→ **What the exercise asks**:
The result should consist solely of the line containing "Target: blue jeans" and the lines that follow it below, each reproduced exactly, the last line included.

→ **Supplied material**:

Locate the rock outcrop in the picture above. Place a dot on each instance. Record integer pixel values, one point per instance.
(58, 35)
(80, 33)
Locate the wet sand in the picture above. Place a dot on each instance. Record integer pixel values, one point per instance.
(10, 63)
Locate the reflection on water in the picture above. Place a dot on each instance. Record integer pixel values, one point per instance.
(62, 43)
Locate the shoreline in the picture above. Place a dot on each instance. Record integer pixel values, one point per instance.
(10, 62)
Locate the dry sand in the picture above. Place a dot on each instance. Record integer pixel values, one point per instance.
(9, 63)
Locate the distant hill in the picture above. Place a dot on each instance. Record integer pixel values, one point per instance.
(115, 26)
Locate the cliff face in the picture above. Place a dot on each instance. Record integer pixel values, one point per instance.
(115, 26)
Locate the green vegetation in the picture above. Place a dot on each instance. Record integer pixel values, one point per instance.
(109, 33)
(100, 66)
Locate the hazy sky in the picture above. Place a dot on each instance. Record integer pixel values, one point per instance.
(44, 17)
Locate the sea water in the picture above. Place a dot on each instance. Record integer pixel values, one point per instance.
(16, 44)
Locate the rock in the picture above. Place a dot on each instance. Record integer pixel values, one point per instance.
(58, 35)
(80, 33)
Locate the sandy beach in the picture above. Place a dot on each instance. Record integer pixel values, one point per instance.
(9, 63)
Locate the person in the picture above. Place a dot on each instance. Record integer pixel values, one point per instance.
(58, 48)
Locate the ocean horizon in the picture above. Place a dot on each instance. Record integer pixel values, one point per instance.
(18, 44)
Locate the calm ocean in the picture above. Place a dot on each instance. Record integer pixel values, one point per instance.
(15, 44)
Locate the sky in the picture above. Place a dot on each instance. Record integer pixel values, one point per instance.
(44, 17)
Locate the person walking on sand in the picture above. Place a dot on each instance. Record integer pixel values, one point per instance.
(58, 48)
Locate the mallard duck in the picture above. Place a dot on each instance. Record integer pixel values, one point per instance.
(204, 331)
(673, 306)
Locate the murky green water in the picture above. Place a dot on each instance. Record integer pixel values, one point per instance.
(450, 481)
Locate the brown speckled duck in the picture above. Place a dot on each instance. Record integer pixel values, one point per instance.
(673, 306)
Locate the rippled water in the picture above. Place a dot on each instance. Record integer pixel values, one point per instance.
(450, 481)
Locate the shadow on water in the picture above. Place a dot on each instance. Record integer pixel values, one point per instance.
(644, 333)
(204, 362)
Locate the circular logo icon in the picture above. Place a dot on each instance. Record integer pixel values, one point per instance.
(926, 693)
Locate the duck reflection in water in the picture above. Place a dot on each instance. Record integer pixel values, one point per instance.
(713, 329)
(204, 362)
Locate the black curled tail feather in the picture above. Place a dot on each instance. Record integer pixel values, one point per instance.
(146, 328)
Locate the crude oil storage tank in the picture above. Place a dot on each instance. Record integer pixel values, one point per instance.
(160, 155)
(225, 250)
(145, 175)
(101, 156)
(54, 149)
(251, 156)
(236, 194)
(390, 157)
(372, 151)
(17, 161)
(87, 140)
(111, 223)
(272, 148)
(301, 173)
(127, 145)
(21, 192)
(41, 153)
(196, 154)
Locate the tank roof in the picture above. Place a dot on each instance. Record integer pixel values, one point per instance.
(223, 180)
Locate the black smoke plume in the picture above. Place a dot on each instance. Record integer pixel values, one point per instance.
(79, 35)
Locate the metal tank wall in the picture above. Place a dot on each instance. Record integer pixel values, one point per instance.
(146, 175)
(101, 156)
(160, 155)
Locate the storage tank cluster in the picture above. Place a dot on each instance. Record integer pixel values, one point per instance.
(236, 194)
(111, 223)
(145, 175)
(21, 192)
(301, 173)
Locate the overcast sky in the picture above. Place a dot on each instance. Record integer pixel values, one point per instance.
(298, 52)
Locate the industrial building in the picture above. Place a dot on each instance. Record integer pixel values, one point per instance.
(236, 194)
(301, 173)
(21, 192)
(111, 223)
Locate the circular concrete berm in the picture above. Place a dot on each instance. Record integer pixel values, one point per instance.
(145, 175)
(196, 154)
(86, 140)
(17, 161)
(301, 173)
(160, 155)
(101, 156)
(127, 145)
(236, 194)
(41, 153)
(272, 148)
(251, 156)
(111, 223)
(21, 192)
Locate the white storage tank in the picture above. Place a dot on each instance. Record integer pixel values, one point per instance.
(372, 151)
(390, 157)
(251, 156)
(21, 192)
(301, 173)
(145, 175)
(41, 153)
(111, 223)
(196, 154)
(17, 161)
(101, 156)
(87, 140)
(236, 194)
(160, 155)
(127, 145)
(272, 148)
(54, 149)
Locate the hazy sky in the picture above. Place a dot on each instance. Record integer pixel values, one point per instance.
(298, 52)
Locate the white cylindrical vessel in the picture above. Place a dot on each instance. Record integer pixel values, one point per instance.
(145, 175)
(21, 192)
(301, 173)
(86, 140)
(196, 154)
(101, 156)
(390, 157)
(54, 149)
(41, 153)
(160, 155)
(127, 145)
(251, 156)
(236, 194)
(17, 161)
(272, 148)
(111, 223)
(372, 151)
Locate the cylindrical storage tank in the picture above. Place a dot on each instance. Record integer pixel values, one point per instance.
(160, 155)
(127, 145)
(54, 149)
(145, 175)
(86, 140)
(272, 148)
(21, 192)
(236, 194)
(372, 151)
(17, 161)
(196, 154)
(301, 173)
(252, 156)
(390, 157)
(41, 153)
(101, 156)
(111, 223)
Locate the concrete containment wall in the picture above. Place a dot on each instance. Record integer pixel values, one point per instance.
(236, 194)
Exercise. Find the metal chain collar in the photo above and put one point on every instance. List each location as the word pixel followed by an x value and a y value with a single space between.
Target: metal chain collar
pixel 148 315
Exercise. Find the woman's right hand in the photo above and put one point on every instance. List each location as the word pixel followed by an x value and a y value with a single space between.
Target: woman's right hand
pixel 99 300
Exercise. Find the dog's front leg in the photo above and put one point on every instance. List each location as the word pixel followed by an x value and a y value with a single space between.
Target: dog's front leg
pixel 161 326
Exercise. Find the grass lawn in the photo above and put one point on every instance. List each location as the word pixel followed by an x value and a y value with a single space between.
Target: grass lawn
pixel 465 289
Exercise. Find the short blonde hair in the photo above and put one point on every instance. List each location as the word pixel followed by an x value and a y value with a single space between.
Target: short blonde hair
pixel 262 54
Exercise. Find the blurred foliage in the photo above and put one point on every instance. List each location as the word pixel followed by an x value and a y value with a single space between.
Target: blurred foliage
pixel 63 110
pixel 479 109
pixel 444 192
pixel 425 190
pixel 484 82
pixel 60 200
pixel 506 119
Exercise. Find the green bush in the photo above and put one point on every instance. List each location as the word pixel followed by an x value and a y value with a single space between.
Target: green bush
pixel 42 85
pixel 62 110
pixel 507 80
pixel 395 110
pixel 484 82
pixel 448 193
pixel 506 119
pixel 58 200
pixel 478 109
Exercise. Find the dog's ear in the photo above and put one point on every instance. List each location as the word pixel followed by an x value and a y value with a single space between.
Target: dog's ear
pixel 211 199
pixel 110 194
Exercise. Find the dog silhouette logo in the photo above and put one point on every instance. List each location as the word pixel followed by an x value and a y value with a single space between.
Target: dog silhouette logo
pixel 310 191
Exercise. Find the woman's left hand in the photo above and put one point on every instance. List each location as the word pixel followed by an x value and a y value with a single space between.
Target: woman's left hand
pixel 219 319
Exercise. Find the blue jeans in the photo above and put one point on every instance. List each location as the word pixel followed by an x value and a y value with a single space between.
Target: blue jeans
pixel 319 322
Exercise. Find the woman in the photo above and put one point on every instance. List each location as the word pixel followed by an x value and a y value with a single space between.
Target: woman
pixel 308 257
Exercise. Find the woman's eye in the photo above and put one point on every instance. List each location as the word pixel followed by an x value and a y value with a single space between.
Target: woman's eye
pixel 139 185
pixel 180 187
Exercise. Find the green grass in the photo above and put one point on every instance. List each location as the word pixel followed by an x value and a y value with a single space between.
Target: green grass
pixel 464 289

→ **Output of the task**:
Target: blue jeans
pixel 319 322
Exercise. Find the woman in the photo above and put one point on every instance. List each location as the word pixel followed by an x value and a y value with a single space between.
Target: woman
pixel 308 257
Exercise. Find the woman's eye in the photo above and put one point on every instance. List each location as the word pixel followed by an x value and a y value with a single space between.
Target: woman's eye
pixel 139 185
pixel 180 187
Exercise. Find the green grass in the photo above and put one point on every instance. List each location as the word pixel followed by an x value and a y value with a single space between.
Target: green grass
pixel 464 289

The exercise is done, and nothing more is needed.